━━ TEXTE À LIRE

Ceci dit, nous ne devons pas perdre de vue le travail abattu par chacune de nos juridictions en faveur de l’Etat de Droit et du respect de nos Constitutions. Nous ne devons pas non plus perdre de vue l’énorme et efficace solidarité que l’ACCPUF a déployée en faveur de l’organisation et du travail quotidien de certaines de nos juridictions : échanges d’expériences, de documentation, participation à l’observatoire Francophone des pratiques de la démocratie, des droits et des libertés … etc …
Pour parfaire ce travail, nous devons nous approprier les questions posées par Monsieur le Président Abdou DIOUF, Secrétaire Général de la Francophonie à la fin de son allocution à notre Vème Congrès à Cotonou :
« Comment pleinement utiliser, pour atteindre ces objectifs, les instruments et le dispositif dont nous nous sommes dotés avec votre participation active ?

━━━━
━━ LIGNES DE DONNÉES

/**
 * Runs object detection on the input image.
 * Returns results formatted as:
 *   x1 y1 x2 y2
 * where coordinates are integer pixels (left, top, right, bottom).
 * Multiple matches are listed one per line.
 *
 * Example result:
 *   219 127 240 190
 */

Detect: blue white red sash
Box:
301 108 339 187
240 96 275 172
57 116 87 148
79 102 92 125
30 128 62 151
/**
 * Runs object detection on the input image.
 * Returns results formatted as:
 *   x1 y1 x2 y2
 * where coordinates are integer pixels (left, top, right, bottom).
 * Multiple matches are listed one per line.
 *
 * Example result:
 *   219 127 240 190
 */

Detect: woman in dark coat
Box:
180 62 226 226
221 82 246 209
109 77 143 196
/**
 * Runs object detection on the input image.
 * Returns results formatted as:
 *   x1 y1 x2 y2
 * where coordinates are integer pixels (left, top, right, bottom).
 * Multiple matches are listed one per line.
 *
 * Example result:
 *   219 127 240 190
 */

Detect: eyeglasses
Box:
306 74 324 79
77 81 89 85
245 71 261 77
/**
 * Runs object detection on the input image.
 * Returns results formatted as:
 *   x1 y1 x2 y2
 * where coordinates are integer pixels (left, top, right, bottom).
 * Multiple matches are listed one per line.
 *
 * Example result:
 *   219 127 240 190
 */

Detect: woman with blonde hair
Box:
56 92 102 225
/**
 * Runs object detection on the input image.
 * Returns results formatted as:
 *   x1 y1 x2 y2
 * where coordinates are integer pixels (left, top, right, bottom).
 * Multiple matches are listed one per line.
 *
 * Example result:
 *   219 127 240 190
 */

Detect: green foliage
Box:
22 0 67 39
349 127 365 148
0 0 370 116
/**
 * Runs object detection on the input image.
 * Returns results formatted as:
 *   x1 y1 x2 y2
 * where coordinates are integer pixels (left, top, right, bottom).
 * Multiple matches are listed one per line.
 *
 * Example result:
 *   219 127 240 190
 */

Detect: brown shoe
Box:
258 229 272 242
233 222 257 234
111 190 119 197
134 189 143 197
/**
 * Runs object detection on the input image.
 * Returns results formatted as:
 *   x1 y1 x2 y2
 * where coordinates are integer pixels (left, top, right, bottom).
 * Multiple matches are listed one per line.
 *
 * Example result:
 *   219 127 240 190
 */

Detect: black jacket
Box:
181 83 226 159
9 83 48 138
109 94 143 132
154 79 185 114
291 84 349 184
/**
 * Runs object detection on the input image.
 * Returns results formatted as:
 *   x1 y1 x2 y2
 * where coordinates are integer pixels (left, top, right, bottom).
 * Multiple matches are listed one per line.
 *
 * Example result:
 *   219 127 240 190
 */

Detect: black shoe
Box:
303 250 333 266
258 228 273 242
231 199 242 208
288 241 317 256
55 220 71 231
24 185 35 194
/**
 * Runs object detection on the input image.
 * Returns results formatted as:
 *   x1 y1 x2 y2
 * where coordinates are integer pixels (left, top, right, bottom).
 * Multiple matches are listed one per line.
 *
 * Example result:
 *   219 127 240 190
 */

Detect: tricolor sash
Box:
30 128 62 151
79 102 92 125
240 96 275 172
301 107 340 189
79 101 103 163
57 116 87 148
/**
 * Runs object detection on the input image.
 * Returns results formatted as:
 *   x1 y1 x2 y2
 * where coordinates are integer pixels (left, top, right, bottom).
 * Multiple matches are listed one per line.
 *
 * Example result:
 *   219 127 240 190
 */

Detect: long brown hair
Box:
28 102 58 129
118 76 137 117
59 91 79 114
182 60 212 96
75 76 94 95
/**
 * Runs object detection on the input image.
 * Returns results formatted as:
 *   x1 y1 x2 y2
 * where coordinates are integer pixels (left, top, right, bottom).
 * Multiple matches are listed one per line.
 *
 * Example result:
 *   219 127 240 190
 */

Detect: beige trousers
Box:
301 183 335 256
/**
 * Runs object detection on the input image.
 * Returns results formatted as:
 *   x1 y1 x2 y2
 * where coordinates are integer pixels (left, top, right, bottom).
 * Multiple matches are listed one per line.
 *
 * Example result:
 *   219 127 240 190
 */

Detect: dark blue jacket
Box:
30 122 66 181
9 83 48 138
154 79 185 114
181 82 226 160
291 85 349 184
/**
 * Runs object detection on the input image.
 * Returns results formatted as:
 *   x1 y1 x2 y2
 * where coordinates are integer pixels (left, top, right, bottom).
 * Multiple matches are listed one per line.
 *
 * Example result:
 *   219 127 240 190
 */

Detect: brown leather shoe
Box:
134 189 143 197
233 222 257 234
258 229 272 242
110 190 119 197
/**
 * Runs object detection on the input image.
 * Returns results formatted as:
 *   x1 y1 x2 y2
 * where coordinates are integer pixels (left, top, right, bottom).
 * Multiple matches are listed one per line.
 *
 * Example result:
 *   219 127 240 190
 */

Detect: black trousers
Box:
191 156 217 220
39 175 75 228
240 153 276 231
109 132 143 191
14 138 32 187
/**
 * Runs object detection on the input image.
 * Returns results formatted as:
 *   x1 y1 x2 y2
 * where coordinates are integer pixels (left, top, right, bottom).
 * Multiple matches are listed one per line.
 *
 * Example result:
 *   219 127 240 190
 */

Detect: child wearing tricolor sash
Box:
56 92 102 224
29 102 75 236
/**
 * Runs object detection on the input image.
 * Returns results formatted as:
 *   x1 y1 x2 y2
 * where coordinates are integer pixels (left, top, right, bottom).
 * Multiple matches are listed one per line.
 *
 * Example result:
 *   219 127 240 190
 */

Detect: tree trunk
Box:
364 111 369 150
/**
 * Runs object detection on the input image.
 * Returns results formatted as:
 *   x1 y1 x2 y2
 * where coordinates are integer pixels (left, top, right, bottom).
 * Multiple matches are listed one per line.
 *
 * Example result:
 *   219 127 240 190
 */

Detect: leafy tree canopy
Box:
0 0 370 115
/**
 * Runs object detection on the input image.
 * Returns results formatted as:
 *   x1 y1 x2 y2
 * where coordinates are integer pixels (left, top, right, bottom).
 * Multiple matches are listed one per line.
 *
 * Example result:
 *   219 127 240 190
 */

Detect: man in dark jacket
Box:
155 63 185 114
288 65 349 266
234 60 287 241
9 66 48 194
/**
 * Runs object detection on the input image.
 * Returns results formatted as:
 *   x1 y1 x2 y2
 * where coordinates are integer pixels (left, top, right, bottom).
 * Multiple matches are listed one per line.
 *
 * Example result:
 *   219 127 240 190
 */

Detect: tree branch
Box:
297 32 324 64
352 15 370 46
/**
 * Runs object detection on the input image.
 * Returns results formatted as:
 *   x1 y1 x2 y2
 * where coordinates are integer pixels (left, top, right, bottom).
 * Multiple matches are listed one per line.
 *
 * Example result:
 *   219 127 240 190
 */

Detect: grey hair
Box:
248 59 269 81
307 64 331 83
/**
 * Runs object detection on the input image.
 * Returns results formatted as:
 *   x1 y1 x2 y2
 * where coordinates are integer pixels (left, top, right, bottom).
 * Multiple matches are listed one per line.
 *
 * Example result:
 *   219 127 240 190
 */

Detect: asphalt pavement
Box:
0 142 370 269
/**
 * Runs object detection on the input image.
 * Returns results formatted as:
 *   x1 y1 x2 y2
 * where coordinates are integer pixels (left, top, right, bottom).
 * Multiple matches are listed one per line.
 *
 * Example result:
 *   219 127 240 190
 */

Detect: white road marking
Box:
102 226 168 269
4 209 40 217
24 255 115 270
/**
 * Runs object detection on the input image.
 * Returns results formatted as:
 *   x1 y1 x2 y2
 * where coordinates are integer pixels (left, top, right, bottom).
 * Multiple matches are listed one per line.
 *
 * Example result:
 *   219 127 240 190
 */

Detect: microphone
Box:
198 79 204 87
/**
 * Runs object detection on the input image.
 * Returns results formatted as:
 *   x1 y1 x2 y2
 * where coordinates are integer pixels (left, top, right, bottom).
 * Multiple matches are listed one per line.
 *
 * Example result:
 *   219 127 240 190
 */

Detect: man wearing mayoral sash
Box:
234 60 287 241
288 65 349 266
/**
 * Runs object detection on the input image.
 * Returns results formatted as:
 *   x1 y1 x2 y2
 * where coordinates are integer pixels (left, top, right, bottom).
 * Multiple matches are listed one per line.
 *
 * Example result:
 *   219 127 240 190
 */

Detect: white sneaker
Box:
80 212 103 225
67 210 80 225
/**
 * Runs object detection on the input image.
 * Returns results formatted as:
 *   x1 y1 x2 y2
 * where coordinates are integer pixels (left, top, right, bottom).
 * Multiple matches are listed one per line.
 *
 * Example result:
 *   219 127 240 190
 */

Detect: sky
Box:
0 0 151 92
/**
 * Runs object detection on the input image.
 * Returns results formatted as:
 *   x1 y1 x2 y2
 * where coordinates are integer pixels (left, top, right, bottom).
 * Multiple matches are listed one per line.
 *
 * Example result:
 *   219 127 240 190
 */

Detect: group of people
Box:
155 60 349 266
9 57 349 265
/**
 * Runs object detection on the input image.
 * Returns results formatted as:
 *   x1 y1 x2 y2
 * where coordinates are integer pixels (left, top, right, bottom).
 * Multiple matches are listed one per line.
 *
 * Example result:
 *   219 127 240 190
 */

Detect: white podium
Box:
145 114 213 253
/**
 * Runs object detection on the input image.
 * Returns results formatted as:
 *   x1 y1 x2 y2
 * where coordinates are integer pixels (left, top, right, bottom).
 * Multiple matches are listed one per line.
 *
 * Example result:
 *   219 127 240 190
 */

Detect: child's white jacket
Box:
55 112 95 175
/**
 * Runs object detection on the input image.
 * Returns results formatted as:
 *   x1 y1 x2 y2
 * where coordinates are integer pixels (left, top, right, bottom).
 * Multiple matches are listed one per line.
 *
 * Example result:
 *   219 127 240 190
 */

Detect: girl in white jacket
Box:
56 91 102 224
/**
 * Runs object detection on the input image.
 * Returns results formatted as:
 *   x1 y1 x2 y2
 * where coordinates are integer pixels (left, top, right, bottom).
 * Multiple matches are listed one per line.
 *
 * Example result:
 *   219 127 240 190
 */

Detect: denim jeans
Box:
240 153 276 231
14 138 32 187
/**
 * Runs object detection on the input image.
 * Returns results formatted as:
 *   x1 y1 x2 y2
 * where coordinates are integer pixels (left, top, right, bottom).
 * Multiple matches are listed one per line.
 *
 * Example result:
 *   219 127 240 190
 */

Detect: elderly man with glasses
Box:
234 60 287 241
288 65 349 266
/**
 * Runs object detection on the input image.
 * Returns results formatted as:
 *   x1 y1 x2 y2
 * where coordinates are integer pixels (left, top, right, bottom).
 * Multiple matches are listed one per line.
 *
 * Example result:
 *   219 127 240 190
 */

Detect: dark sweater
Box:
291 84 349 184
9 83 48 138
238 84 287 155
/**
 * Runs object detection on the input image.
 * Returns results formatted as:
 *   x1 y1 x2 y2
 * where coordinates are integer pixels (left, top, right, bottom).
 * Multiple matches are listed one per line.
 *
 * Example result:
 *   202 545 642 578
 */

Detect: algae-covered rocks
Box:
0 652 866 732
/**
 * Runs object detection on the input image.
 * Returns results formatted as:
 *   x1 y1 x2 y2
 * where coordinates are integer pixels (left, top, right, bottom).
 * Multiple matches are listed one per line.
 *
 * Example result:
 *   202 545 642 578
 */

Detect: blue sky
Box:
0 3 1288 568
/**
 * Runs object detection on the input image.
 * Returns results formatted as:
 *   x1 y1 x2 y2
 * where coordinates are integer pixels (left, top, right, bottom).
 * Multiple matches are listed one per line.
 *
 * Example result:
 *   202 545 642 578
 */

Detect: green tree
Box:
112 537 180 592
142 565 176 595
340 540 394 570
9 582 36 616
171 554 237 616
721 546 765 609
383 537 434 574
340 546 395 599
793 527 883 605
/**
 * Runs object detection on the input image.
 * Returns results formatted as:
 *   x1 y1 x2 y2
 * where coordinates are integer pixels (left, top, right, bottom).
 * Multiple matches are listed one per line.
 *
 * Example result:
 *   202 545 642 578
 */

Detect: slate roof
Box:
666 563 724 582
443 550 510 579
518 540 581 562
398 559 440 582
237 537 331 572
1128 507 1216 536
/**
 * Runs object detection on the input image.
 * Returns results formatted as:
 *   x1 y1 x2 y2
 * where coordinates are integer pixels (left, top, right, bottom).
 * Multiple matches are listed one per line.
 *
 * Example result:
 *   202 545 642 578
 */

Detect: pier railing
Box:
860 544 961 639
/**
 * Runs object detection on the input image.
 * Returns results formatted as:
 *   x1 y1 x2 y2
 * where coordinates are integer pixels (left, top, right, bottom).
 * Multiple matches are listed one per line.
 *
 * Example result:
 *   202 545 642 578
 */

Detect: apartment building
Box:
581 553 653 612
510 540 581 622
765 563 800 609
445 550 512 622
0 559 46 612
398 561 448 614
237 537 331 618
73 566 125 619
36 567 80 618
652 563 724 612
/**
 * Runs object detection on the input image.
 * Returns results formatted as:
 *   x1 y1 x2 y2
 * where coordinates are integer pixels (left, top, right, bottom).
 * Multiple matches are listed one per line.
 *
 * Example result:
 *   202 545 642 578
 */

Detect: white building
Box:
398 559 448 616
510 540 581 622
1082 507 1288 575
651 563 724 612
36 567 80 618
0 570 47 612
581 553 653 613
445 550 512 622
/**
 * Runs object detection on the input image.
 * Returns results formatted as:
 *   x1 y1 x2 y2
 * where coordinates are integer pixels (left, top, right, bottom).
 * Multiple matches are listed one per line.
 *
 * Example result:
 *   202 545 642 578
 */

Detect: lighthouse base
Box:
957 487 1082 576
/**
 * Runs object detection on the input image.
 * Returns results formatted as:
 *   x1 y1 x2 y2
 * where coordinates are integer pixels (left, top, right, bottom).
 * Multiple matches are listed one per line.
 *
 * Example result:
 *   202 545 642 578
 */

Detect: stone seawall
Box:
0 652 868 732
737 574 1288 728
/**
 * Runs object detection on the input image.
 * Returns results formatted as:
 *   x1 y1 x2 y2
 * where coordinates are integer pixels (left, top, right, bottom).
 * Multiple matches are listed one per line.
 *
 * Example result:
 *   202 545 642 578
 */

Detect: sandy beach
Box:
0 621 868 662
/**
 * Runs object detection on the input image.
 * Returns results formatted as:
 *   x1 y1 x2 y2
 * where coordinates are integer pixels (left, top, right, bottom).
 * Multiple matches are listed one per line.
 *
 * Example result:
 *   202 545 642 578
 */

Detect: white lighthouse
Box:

━━━━

CONSIGNE DONNÉE A :: Dans le texte sur l'ACCPUF, réécrivez le passage allant de « Ceci dit, nous » jusqu'à « participation active ? », en substituant « cours » à « juridictions ».
CONSIGNE DONNÉE B :: D'après le texte sur l'ACCPUF, dans quelle ville s'est tenu le Vème Congrès ?
CONSIGNE DONNÉE C :: Poursuivez le texte sur l'ACCPUF à partir de sa dernière phrase.

RÉPONSE A ::
Ceci dit, nous ne devons pas perdre de vue le travail abattu par chacune de nos cours en faveur de l’Etat de Droit et du respect de nos Constitutions. Nous ne devons pas non plus perdre de vue l’énorme et efficace solidarité que l’ACCPUF a déployée en faveur de l’organisation et du travail quotidien de certaines de nos cours : échanges d’expériences, de documentation, participation à l’observatoire Francophone des pratiques de la démocratie, des droits et des libertés … etc …
Pour parfaire ce travail, nous devons nous approprier les questions posées par Monsieur le Président Abdou DIOUF, Secrétaire Général de la Francophonie à la fin de son allocution à notre Vème Congrès à Cotonou :
« Comment pleinement utiliser, pour atteindre ces objectifs, les instruments et le dispositif dont nous nous sommes dotés avec votre participation active ?

RÉPONSE B :: À Cotonou.

RÉPONSE C ::
Quel supplément de précision, et donc de pertinence, apporter aux notions et aux procédures qui fondent et encadrent notre action au titre du chapitre 5 de la Déclaration de Bamako ?
Quels mécanismes complémentaires éventuellement développer ?
Quelles stratégies solidaires plus efficaces déployer entre vous et avec l’Organisation Internationale de la Francophonie ? ».
Oui, la solidarité !, nous la déclinons dans une symphonie inachevée.
Comment maintenant la décliner en solutions concrètes chaque fois qu’une de nos Institutions membres est menacée, meurtrie ou réprimée ?
Et comme je le soulignais récemment au Congrès Constitutif de l’Association des Cours Constitutionnelles et Institutions équivalentes d’Asie, à Séoul le 22 mai 2012 : « Le juge est interpellé par une nouvelle dimension culturelle et stratégique de sa fonction ».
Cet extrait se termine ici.